# [Stored records]
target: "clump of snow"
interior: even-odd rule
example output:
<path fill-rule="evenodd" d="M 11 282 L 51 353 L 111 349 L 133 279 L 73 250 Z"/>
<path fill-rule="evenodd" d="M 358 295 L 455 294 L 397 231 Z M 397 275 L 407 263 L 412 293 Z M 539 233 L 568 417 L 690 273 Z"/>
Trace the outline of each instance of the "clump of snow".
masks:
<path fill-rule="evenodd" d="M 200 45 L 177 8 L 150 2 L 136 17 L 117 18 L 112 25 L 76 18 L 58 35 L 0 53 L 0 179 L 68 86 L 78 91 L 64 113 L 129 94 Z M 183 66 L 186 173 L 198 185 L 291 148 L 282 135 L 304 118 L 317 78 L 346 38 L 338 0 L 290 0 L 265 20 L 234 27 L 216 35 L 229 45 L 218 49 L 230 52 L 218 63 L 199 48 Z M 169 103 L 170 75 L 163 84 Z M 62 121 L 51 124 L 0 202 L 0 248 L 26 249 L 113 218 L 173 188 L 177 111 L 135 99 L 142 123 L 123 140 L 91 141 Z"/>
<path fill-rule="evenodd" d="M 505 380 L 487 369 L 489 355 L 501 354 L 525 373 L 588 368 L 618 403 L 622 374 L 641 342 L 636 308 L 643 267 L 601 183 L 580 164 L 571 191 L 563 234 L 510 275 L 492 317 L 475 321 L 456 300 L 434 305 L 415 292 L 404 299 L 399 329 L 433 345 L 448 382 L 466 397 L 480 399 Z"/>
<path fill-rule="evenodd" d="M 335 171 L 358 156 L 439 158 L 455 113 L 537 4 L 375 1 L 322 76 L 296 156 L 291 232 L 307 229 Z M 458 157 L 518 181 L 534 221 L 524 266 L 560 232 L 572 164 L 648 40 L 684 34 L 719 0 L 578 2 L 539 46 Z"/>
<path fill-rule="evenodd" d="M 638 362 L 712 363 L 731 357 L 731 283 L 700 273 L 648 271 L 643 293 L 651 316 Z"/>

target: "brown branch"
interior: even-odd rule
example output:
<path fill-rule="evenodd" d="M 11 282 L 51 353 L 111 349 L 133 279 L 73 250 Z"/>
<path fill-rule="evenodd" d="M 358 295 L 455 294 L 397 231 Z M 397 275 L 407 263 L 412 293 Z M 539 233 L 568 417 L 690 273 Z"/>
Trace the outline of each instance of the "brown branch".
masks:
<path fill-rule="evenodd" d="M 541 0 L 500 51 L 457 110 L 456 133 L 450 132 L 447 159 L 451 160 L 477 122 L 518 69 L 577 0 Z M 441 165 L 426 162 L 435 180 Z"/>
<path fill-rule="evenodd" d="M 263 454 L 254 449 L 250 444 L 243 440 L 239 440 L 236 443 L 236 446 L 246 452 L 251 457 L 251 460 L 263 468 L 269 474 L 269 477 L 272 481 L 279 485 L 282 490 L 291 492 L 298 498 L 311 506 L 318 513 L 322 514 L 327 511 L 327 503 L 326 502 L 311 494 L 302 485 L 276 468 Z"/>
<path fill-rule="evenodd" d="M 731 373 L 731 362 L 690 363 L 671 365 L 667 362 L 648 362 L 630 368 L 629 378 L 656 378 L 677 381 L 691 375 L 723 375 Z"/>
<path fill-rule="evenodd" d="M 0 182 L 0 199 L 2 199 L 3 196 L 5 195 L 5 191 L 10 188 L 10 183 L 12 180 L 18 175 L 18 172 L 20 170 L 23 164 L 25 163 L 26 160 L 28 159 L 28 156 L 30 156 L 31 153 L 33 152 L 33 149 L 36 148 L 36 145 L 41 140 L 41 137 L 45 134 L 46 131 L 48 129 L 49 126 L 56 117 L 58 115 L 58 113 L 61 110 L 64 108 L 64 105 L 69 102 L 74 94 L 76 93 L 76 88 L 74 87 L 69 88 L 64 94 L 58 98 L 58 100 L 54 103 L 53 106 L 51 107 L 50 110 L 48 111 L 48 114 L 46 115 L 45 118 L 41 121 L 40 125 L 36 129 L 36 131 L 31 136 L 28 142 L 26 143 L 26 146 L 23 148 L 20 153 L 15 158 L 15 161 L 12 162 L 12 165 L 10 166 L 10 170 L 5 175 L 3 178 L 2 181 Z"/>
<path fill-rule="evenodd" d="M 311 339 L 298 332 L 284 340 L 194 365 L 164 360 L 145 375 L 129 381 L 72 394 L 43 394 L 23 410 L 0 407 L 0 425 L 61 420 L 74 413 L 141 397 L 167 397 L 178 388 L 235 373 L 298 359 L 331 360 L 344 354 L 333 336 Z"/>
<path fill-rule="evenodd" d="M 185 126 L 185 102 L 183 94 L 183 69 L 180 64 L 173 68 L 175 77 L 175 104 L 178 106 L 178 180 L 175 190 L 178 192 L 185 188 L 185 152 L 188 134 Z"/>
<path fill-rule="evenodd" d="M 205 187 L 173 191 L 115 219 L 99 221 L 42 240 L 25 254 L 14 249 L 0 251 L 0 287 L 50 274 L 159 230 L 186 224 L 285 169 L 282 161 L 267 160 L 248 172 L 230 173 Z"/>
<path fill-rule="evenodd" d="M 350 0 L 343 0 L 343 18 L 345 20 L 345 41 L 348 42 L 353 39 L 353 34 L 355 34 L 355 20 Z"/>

* * *

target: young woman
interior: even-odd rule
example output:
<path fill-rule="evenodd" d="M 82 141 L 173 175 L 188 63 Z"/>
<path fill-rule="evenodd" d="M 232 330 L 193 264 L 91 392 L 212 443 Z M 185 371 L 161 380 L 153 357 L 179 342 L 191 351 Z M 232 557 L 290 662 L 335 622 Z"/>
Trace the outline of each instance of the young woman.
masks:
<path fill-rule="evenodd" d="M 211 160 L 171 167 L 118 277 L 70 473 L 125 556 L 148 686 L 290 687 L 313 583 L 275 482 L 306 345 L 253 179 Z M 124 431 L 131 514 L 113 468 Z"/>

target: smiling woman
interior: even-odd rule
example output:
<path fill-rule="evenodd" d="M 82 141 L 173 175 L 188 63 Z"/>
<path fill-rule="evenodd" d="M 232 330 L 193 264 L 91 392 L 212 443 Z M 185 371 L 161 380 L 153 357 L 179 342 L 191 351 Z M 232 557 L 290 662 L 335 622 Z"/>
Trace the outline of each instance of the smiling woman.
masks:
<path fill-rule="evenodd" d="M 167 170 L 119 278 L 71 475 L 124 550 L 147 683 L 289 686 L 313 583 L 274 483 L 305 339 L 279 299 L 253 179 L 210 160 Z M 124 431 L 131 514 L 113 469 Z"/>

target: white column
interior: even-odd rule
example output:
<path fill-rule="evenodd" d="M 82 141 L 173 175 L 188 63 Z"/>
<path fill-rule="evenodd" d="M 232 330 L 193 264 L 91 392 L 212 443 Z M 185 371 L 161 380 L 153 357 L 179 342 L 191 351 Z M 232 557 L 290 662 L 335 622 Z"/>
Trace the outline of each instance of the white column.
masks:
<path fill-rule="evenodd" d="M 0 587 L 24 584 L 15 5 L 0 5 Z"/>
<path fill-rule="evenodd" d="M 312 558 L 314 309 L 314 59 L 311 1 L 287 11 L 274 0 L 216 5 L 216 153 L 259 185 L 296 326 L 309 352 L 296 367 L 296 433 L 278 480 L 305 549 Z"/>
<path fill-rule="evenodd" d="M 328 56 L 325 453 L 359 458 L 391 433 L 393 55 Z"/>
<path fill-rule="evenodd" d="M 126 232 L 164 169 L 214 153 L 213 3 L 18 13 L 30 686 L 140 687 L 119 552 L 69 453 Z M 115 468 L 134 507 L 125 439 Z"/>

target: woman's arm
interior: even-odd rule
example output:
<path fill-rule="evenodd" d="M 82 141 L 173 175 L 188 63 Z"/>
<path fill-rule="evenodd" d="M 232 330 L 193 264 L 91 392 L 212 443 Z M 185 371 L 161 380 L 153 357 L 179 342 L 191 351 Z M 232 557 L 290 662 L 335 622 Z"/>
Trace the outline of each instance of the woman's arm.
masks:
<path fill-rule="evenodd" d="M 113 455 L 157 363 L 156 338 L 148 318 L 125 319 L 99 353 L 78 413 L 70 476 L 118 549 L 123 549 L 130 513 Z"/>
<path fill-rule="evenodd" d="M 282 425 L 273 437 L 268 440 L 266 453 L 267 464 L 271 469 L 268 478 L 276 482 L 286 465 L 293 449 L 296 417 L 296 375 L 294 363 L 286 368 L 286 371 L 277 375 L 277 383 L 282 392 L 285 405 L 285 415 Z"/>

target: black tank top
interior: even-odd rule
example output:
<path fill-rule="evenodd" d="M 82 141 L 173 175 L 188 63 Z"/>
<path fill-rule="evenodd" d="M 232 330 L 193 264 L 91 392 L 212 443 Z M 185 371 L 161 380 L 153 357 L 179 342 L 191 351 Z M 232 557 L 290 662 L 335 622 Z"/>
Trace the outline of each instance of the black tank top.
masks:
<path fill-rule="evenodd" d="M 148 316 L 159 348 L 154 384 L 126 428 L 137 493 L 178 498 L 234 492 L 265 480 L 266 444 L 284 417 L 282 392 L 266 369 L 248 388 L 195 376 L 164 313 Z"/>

# [What is required]
Copy the data verbatim, from the line that contains "target: woman's arm" through the line that contains "148 316 L 159", including both of those lines.

# [Solution to the exercise]
target: woman's arm
interior: even-odd rule
example output:
<path fill-rule="evenodd" d="M 82 141 L 173 175 L 188 63 Z"/>
<path fill-rule="evenodd" d="M 232 330 L 193 264 L 91 392 L 212 443 Z M 185 371 L 161 380 L 153 357 L 179 342 L 191 351 Z M 232 557 L 290 662 L 335 622 Z"/>
Trace the outline of each instance of the woman's arm.
masks:
<path fill-rule="evenodd" d="M 113 455 L 157 363 L 156 338 L 148 318 L 125 319 L 99 353 L 78 413 L 70 476 L 118 549 L 123 549 L 130 513 Z"/>
<path fill-rule="evenodd" d="M 282 425 L 273 437 L 268 440 L 266 453 L 267 464 L 271 469 L 268 478 L 276 482 L 286 465 L 293 449 L 296 417 L 296 375 L 294 363 L 286 368 L 286 371 L 277 375 L 277 383 L 282 392 L 285 405 L 285 415 Z"/>

target: black tank top
interior: even-odd rule
example output:
<path fill-rule="evenodd" d="M 82 141 L 173 175 L 188 63 Z"/>
<path fill-rule="evenodd" d="M 232 330 L 193 264 L 91 392 L 212 443 Z M 185 371 L 161 380 L 153 357 L 179 342 L 191 351 Z M 232 557 L 290 662 L 335 622 Z"/>
Trace the outline of each instance of the black tank top.
masks:
<path fill-rule="evenodd" d="M 148 316 L 159 348 L 154 384 L 126 428 L 137 493 L 178 498 L 234 492 L 265 480 L 266 444 L 284 417 L 282 392 L 266 369 L 248 388 L 195 376 L 164 313 Z"/>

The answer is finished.